**Set exercise**.
Rewrite every line of the entries below in full, multiplying each coordinate in the answers by 0.9 and rounding to the nearest whole number, with halves rounded up. All other numbers stay unchanged.

[Dataset rows on where objects appear]
::::::::
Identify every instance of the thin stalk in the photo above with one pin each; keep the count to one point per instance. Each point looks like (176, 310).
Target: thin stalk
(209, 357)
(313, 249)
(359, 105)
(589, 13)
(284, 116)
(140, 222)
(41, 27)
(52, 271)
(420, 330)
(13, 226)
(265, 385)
::::::::
**Written solution**.
Identify every instance of the thin stalk in the photo above with one pin each; keep the count to one point per instance. Each point looks like (176, 310).
Target: thin stalk
(188, 321)
(282, 224)
(323, 95)
(530, 12)
(256, 104)
(126, 200)
(37, 24)
(47, 244)
(378, 297)
(12, 203)
(239, 347)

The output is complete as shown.